**READING PASSAGE:**
★ ★ ★ ★ ★ ★ ★

In August, I wrote about modern application development and the value of breaking apart one-size-fits-all monolithic databases into purpose-built databases. Purpose-built databases support diverse data models and allow customers to build use case–driven, highly scalable, distributed applications. Navigating relationships in data is a perfect example of why having the right tool for a job matters. And a graph database is the right tool for processing highly connected data.

Graph data models

In a graph data model, relationships are a core part of the data model, which means you can directly create a relationship rather than using foreign keys or join tables. The data is modeled as nodes (vertices) and links (edges). In other words, the focus isn’t on the data itself but how the data relates to each other. Graphs are a natural choice for building applications that process relationships because you can represent and traverse relationships between the data more easily.

Nodes are usually a person, place, or thing, and links are how they are all connected. For example, in the following diagram, Bob is a node, the Mona Lisa is a node, and the Louvre is a node. They are connected by many different relationships. For example, Bob is interested in the Mona Lisa, the Mona Lisa is located in the Louvre, and the Louvre is a museum. This example graph is a knowledge graph. It could be used to help someone who is interested in the Mona Lisa discover other works of art by Leonardo da Vinci in the Louvre.

★ ★ ★ ★ ★ ★ ★

**INFORMATION SHOWN:**
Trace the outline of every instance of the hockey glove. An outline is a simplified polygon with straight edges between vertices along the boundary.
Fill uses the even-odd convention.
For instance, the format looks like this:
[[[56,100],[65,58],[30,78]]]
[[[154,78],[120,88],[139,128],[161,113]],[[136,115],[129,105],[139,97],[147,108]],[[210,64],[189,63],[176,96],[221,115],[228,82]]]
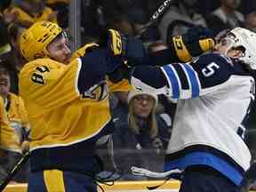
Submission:
[[[183,36],[173,36],[168,44],[176,52],[180,60],[188,62],[192,57],[212,50],[215,43],[213,33],[210,29],[197,26],[190,28]]]
[[[144,46],[140,39],[129,37],[117,30],[108,29],[100,37],[100,46],[106,46],[114,56],[125,60],[141,60],[144,57]]]

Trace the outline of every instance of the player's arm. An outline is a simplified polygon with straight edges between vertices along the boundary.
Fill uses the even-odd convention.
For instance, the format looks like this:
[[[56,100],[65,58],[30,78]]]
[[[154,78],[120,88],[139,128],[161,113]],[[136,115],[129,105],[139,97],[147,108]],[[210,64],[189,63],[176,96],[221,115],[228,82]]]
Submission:
[[[108,49],[99,48],[65,67],[58,62],[50,65],[55,61],[47,59],[33,62],[21,71],[20,78],[24,81],[20,86],[24,88],[20,90],[31,90],[26,92],[29,92],[26,97],[51,109],[79,97],[97,100],[99,98],[94,95],[105,89],[106,74],[120,64],[120,59],[111,55]]]
[[[138,90],[173,99],[196,98],[217,89],[217,85],[228,80],[231,65],[227,62],[229,61],[224,57],[207,54],[191,63],[135,67],[131,84]]]
[[[148,52],[141,40],[125,36],[116,30],[109,29],[101,39],[100,44],[107,44],[115,55],[124,56],[132,66],[188,62],[214,46],[213,34],[202,27],[195,27],[182,36],[172,36],[165,48],[155,52]]]

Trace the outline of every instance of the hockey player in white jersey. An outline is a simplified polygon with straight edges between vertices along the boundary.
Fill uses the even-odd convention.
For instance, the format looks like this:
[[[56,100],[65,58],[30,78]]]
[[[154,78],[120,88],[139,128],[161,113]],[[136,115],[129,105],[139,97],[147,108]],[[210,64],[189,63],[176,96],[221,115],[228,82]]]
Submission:
[[[244,124],[254,70],[256,34],[241,28],[192,62],[134,68],[136,89],[178,100],[164,168],[183,171],[180,192],[239,191],[251,161]]]

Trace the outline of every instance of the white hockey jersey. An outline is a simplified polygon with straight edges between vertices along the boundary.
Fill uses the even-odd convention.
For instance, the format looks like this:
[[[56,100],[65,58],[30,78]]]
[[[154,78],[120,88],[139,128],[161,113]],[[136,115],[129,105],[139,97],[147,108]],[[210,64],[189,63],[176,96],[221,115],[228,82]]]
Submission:
[[[178,99],[166,171],[209,165],[240,184],[251,161],[243,124],[255,87],[244,65],[209,53],[191,63],[135,68],[131,83],[139,90]]]

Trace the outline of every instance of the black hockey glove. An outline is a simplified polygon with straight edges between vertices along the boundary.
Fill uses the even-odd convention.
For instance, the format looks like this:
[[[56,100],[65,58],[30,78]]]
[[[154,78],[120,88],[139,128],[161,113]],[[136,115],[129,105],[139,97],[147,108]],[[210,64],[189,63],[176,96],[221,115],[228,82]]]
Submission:
[[[168,44],[176,53],[177,58],[188,62],[214,47],[213,33],[206,28],[196,26],[182,36],[175,36],[168,39]]]
[[[140,61],[145,54],[140,39],[122,35],[115,29],[103,31],[99,44],[108,47],[114,56],[121,56],[125,60],[131,59]]]

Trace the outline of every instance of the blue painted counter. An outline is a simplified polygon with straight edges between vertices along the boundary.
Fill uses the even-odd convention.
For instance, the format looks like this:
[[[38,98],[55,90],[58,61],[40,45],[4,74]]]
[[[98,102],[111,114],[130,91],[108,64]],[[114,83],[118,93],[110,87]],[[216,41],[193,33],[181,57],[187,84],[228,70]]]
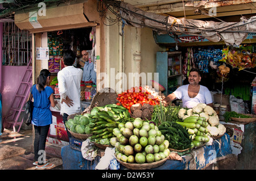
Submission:
[[[183,160],[167,160],[162,165],[152,170],[201,170],[217,161],[232,156],[229,136],[225,133],[221,138],[214,140],[212,145],[204,146],[185,154]],[[93,170],[98,163],[100,157],[89,161],[82,157],[81,151],[69,146],[61,148],[61,157],[64,170]],[[120,169],[126,167],[120,165]]]

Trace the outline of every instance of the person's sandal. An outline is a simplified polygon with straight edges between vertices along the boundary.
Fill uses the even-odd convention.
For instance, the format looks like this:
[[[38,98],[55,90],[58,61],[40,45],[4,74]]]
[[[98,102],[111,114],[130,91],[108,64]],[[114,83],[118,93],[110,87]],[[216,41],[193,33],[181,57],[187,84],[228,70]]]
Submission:
[[[45,160],[44,163],[47,163],[47,162],[49,162],[49,160],[48,160],[48,159],[46,159]],[[35,162],[33,163],[33,165],[38,165],[38,161]]]
[[[36,169],[49,169],[51,168],[54,166],[52,163],[44,163],[43,165],[38,165],[36,166]]]

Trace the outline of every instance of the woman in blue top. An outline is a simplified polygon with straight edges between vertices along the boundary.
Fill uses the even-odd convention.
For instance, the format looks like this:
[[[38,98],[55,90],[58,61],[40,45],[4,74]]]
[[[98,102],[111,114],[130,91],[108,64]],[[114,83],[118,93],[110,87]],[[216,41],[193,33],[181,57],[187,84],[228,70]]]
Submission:
[[[53,98],[53,90],[48,86],[51,73],[47,69],[43,69],[38,78],[38,84],[31,88],[30,98],[34,98],[34,110],[32,116],[32,124],[35,128],[35,141],[34,142],[35,151],[34,165],[36,169],[49,168],[53,164],[46,163],[44,151],[46,138],[50,124],[52,123],[52,113],[50,106],[56,105]]]

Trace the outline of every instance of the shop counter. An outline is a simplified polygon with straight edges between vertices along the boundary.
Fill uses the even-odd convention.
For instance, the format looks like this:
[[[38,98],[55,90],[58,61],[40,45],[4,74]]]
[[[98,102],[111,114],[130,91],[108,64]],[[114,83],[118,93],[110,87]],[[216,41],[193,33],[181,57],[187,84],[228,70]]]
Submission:
[[[182,157],[182,161],[167,160],[162,165],[152,170],[201,170],[232,155],[229,136],[225,133],[222,137],[214,140],[212,145],[203,146],[192,149]],[[64,170],[93,170],[98,163],[100,157],[93,161],[82,157],[80,151],[69,146],[61,148],[61,158]],[[120,164],[120,169],[126,169]]]

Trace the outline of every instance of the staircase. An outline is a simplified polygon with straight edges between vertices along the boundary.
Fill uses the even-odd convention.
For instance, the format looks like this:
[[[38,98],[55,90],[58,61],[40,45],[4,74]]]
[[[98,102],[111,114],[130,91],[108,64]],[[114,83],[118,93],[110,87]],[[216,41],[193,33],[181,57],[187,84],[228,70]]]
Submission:
[[[7,123],[7,128],[11,128],[13,125],[14,132],[16,132],[16,126],[19,126],[17,132],[19,132],[23,121],[23,119],[19,119],[19,117],[20,113],[24,111],[24,106],[27,102],[32,86],[32,66],[30,65],[31,60],[32,58],[30,60],[27,64],[22,80],[4,120],[4,123]]]

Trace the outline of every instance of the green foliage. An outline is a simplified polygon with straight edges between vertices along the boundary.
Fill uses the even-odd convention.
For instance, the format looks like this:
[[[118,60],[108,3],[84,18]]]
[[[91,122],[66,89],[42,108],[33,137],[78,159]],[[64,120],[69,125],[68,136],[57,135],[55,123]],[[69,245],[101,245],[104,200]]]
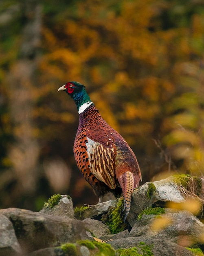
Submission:
[[[137,247],[118,249],[116,252],[118,256],[154,256],[152,247],[153,246],[145,245],[145,243],[140,242]]]
[[[61,198],[61,195],[53,195],[50,198],[49,198],[47,202],[44,204],[44,207],[46,208],[52,208],[55,205],[57,204]]]
[[[81,217],[82,213],[89,208],[89,206],[81,206],[80,208],[76,207],[75,208],[74,212],[75,213],[75,218],[77,219],[80,219]]]
[[[103,243],[99,243],[96,241],[88,240],[79,240],[77,243],[80,245],[86,246],[90,250],[94,250],[97,247],[99,252],[96,254],[96,256],[115,256],[115,251],[110,245]]]
[[[199,195],[202,189],[201,179],[197,176],[188,174],[175,175],[174,181],[178,186],[192,192],[195,195]]]
[[[144,210],[138,216],[137,219],[140,220],[142,218],[143,215],[145,214],[146,215],[160,215],[160,214],[163,214],[165,213],[165,208],[162,208],[160,207],[156,207],[154,208],[152,207],[149,207],[147,209]]]
[[[2,0],[0,7],[1,207],[36,210],[36,200],[31,198],[61,193],[53,176],[47,179],[42,170],[45,161],[56,156],[70,166],[61,174],[68,173],[60,182],[62,192],[79,204],[87,198],[88,203],[96,203],[91,189],[79,181],[81,174],[73,158],[75,106],[66,94],[57,92],[69,79],[67,70],[72,80],[86,85],[102,116],[127,141],[139,163],[146,156],[148,164],[143,171],[148,180],[175,170],[200,175],[204,166],[202,1],[62,0],[56,4],[56,0],[42,0],[37,15],[30,12],[37,1],[23,2]],[[34,17],[38,20],[33,22]],[[35,24],[42,26],[36,40],[32,36]],[[25,41],[28,31],[30,41],[37,42],[34,50]],[[22,55],[25,49],[26,59]],[[36,67],[34,72],[23,69],[24,62]],[[25,104],[18,111],[12,107],[22,102]],[[22,113],[26,109],[28,119]],[[32,143],[25,139],[28,134]],[[159,138],[160,148],[152,140]],[[21,145],[24,141],[26,147]],[[33,145],[35,150],[30,147]],[[34,154],[28,156],[30,152],[35,152],[35,158]],[[31,168],[26,161],[32,163]],[[20,162],[25,163],[23,171],[18,169]],[[37,184],[32,189],[26,185],[28,177]],[[17,191],[16,198],[11,196]]]
[[[154,191],[156,191],[156,187],[153,183],[150,183],[149,184],[148,189],[147,190],[147,196],[150,199],[151,195],[153,194]]]
[[[192,248],[186,247],[186,249],[194,254],[195,256],[203,256],[203,253],[200,248]]]
[[[99,243],[96,241],[93,241],[93,244],[99,249],[99,252],[96,256],[115,256],[115,251],[110,245],[105,243]]]
[[[121,198],[116,207],[110,209],[107,214],[102,216],[102,222],[107,226],[112,234],[123,231],[126,227],[123,222],[123,198]]]
[[[95,248],[93,241],[90,241],[89,240],[79,240],[77,241],[77,244],[80,245],[86,246],[90,250],[93,250]]]
[[[75,245],[68,243],[62,245],[61,248],[65,253],[68,254],[69,256],[77,256],[77,252]]]

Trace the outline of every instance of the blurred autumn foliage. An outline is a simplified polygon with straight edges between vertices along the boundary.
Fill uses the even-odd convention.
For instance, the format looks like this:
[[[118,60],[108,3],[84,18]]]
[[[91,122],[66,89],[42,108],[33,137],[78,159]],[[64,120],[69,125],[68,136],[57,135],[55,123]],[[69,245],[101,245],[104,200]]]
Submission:
[[[77,81],[138,158],[143,182],[203,176],[202,0],[2,0],[0,207],[97,198],[72,153]]]

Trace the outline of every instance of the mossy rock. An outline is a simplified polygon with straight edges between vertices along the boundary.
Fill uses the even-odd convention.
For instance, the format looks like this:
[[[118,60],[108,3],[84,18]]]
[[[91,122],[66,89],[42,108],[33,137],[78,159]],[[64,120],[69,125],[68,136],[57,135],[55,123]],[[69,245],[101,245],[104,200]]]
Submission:
[[[154,192],[156,191],[156,187],[153,183],[150,183],[149,184],[148,189],[147,190],[147,197],[150,199],[151,196],[153,195]]]
[[[195,196],[200,194],[202,189],[200,178],[188,174],[180,174],[173,175],[173,179],[180,189],[184,189]]]
[[[76,207],[75,208],[74,211],[75,218],[77,220],[81,220],[84,211],[89,208],[89,206],[82,206],[80,208],[78,207]]]
[[[154,256],[153,247],[153,245],[147,245],[144,242],[140,242],[137,247],[127,249],[118,249],[116,250],[116,255],[118,256]]]
[[[67,243],[56,248],[67,256],[77,256],[83,254],[83,247],[86,247],[86,255],[90,256],[115,256],[116,251],[110,245],[95,240],[80,240],[76,243]],[[85,248],[86,249],[86,248]],[[84,250],[84,248],[83,248]]]
[[[55,205],[57,205],[61,199],[61,195],[58,194],[53,195],[50,198],[49,198],[47,202],[44,204],[44,207],[46,208],[53,208]]]
[[[140,220],[142,218],[143,215],[160,215],[165,213],[165,209],[162,208],[160,207],[156,207],[152,208],[151,207],[144,210],[138,217],[138,220]]]
[[[124,223],[125,213],[123,198],[120,198],[116,206],[110,209],[107,214],[102,216],[102,221],[107,227],[112,234],[116,234],[123,231],[126,227]]]

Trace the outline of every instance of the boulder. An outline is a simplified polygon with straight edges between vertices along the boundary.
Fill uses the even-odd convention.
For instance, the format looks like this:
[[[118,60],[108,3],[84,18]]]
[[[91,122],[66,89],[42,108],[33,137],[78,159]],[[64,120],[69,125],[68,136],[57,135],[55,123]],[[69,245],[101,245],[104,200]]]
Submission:
[[[204,243],[204,224],[189,211],[165,209],[159,216],[142,216],[129,232],[129,237],[166,240],[185,247]]]
[[[191,203],[189,203],[188,200],[189,198],[186,197],[189,193],[191,199],[194,198],[198,200],[200,200],[201,202],[202,195],[202,179],[197,178],[195,178],[195,180],[192,187],[199,186],[197,184],[197,182],[200,185],[200,187],[198,189],[199,191],[193,191],[195,193],[191,191],[188,191],[191,189],[190,184],[193,182],[193,178],[191,179],[188,176],[180,175],[180,177],[179,176],[178,177],[171,176],[165,180],[146,182],[138,189],[135,190],[132,194],[131,207],[127,218],[127,221],[131,227],[133,227],[140,213],[150,207],[167,207],[169,204],[173,205],[172,203],[178,207],[180,204],[186,202],[187,203],[186,206],[187,206]],[[182,186],[182,183],[186,188]],[[200,195],[200,199],[197,195]],[[200,204],[202,204],[201,202]],[[198,205],[198,207],[201,208],[200,206]],[[191,207],[187,208],[191,210]]]
[[[15,255],[21,252],[12,223],[3,214],[0,214],[0,255]]]
[[[57,195],[54,197],[58,195],[60,196],[61,198],[59,199],[59,201],[57,202],[56,204],[53,205],[51,204],[49,204],[48,202],[45,204],[45,206],[40,211],[39,213],[50,215],[66,216],[74,218],[75,217],[74,207],[71,198],[66,195]]]
[[[187,249],[170,241],[144,237],[128,237],[107,242],[115,250],[127,249],[123,255],[150,255],[151,256],[195,256]],[[131,254],[131,248],[134,254]],[[136,254],[137,253],[138,254]]]
[[[97,204],[91,207],[84,207],[75,211],[75,216],[77,220],[84,220],[87,218],[100,220],[102,214],[106,213],[111,208],[115,207],[117,200],[110,200]]]
[[[92,239],[82,221],[69,217],[16,208],[0,210],[0,214],[13,223],[24,252],[78,240]]]
[[[86,228],[98,238],[110,234],[109,229],[101,221],[88,218],[83,220],[82,222]]]

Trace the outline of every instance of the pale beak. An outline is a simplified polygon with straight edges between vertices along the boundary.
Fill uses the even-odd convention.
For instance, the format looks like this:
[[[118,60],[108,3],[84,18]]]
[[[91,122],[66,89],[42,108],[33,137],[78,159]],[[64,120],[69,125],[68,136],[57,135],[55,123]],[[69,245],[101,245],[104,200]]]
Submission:
[[[66,89],[65,88],[65,85],[62,85],[62,86],[59,87],[57,90],[57,92],[59,92],[59,91],[66,91]]]

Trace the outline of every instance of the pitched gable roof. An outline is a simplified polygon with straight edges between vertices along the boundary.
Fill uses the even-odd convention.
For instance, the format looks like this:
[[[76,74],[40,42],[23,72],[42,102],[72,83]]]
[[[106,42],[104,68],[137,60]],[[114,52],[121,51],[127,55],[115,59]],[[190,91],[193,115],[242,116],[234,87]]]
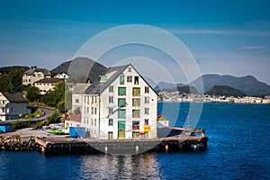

★ ★ ★ ★ ★ ★ ★

**WHAT IS NEEDED:** Say whether each statement agrees with the graph database text, answering yes or no and quoting the words that decide it. (a) In a graph data model, relationships are built with foreign keys or join tables. (b) The Mona Lisa is a node in the example. (c) The example graph is called a knowledge graph. Rely only on the graph database text.

**ANSWER SPACE:**
(a) No: "you can directly create a relationship rather than using foreign keys or join tables"
(b) Yes: "the Mona Lisa is a node"
(c) Yes: "This example graph is a knowledge graph."